:: PROVIDED TEXT ::
——————

The ability of an application withstand increased workload without sacrificing latency.


Latency: amount of time a system takes to respond to a user request.

  • Network Latency
    • Time taken to send a packet from A to B
    • Boosted using CDNs to deploy servers as close to the end-user as possible
  • Application Latency
    • Time the application takes to process a request
    • Run stress and load tests, fix bottlenecks

Vertical scaling

  • Adding more power to the hardware.
  • Simplest way to scale; but reaches the maximum possible capacity fairly quickly.
  • Does not contribute to availability
  • No need to refactor code Eg. Increasing RAM or Hard Disk

Horizontal scaling

  • Adding more hardware to the existing hardware pool.
  • Can scale infinitely (reasonably) and dynamically.
  • Increases availability
  • Need to refactor code to make it stateless (no static instances, since they're bound to the machine) Eg. Elastic cloud computing - rent hardware (servers), even with the ability to pay only for use.

Some bottlenecks:

  • Single DB (might not be able to handle the load)
  • Application logic (lack of asynchronicity, etc. Just...bad code)
  • Not caching
  • Lack of load balancers
  • Lack of data compression

Test and profile apps to find bottlenecks.

——————

:: ENTRIES PROVIDED ::
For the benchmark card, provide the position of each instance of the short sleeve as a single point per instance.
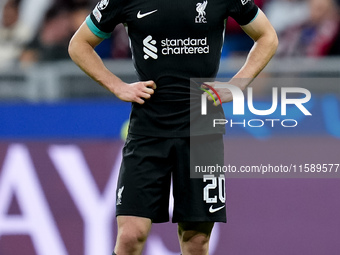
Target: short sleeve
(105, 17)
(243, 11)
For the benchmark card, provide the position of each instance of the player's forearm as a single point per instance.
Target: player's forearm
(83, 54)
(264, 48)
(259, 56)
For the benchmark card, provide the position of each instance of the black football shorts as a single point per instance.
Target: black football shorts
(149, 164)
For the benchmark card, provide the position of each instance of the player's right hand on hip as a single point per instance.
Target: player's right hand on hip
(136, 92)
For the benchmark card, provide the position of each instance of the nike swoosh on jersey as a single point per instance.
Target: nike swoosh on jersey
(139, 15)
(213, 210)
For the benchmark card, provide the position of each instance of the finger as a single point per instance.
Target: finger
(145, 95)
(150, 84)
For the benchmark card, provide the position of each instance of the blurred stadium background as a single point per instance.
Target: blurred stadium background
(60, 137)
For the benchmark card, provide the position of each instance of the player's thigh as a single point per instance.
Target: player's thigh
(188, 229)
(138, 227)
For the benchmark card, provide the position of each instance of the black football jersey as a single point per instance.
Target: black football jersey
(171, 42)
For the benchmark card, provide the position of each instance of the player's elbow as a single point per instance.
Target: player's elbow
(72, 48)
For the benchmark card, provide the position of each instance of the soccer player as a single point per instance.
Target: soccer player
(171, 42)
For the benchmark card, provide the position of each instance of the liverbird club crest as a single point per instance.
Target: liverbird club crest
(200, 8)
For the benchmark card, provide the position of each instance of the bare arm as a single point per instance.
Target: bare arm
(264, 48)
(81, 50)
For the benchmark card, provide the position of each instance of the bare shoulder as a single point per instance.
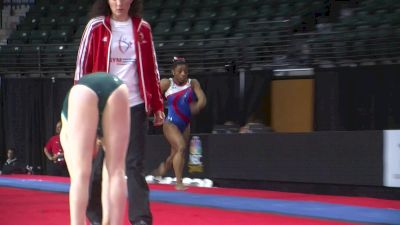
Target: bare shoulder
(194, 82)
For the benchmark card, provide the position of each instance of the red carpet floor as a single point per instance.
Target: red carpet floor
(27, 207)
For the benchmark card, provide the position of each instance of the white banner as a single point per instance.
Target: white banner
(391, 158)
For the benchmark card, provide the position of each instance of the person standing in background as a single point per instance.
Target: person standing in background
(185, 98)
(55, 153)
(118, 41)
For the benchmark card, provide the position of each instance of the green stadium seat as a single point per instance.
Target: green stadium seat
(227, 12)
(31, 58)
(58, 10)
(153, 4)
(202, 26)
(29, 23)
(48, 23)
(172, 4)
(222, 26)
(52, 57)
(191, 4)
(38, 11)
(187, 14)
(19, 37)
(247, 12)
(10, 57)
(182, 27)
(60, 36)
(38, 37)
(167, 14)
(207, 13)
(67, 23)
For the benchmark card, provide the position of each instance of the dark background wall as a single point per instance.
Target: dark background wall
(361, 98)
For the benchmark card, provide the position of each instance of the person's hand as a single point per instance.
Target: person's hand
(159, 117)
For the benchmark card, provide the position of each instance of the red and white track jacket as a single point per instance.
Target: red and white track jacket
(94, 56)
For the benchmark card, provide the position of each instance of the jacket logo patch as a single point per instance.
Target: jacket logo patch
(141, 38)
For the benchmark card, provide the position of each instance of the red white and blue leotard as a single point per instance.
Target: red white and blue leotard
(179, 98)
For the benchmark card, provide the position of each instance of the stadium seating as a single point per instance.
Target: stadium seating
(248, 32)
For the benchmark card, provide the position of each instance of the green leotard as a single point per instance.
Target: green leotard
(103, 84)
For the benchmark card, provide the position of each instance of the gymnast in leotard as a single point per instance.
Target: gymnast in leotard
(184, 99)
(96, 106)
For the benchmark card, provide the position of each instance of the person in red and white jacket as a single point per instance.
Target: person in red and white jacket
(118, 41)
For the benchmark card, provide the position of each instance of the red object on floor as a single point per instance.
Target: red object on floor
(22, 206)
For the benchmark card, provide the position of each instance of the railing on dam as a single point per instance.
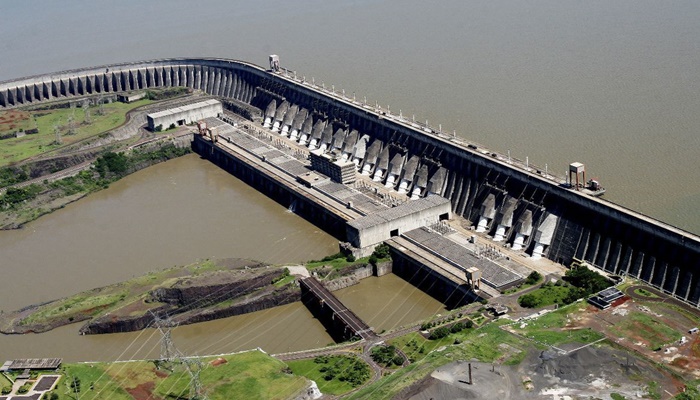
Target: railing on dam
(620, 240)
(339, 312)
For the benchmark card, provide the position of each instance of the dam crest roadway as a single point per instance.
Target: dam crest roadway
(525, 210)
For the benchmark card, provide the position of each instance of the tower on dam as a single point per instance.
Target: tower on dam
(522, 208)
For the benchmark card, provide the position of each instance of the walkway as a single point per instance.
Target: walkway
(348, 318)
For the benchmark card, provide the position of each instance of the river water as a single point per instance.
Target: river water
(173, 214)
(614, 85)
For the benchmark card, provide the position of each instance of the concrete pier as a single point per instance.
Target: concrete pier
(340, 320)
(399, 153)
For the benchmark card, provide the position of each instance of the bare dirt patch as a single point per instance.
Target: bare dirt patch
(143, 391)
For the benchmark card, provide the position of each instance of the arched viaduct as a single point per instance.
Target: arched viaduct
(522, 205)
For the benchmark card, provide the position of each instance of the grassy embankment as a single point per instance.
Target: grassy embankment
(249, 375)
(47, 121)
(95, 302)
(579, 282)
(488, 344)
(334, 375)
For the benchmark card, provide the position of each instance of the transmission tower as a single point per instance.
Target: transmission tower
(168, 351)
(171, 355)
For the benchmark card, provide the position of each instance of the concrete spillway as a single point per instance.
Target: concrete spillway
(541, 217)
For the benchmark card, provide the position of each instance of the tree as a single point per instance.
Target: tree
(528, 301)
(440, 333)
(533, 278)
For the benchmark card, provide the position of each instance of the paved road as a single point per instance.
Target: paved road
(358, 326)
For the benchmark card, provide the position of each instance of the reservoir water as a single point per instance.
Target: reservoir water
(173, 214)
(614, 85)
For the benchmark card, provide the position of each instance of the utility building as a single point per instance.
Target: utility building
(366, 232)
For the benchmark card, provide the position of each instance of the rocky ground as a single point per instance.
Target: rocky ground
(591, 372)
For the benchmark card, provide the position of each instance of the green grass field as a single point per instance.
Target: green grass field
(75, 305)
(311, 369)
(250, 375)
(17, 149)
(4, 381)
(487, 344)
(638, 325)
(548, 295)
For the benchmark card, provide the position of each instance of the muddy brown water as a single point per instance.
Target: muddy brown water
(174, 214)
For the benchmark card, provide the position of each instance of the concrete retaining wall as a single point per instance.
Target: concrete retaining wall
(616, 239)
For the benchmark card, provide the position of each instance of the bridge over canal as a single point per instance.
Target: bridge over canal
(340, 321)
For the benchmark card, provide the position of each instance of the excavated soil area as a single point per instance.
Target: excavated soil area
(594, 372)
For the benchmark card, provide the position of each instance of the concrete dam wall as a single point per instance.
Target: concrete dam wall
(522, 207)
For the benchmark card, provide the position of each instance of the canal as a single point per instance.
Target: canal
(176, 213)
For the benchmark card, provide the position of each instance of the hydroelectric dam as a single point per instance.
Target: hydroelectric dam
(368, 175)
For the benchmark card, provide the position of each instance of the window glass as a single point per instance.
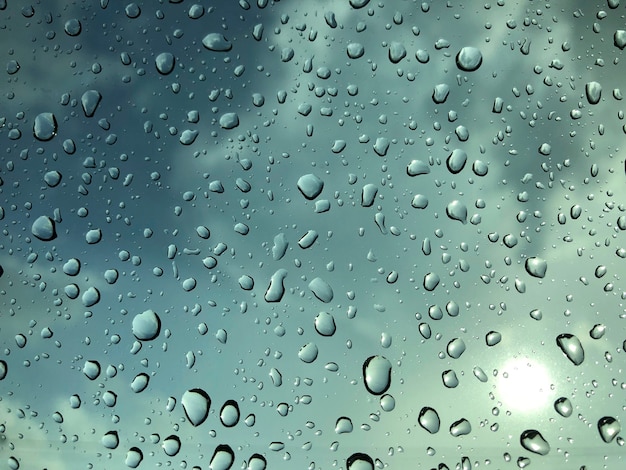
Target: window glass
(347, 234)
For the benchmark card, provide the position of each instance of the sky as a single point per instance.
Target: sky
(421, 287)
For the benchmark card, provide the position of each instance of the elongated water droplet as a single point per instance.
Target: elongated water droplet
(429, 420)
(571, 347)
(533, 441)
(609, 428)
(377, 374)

——————

:: WHAT IS REQUIRED ::
Please output the part of the scalability notes between "The ability of" and "a user request.", inclusive, copied word for word. The lines have nothing to do with the scalability notes.

:: WRITTEN SOLUTION ::
The ability of an application withstand increased workload without sacrificing latency.


Latency: amount of time a system takes to respond to a user request.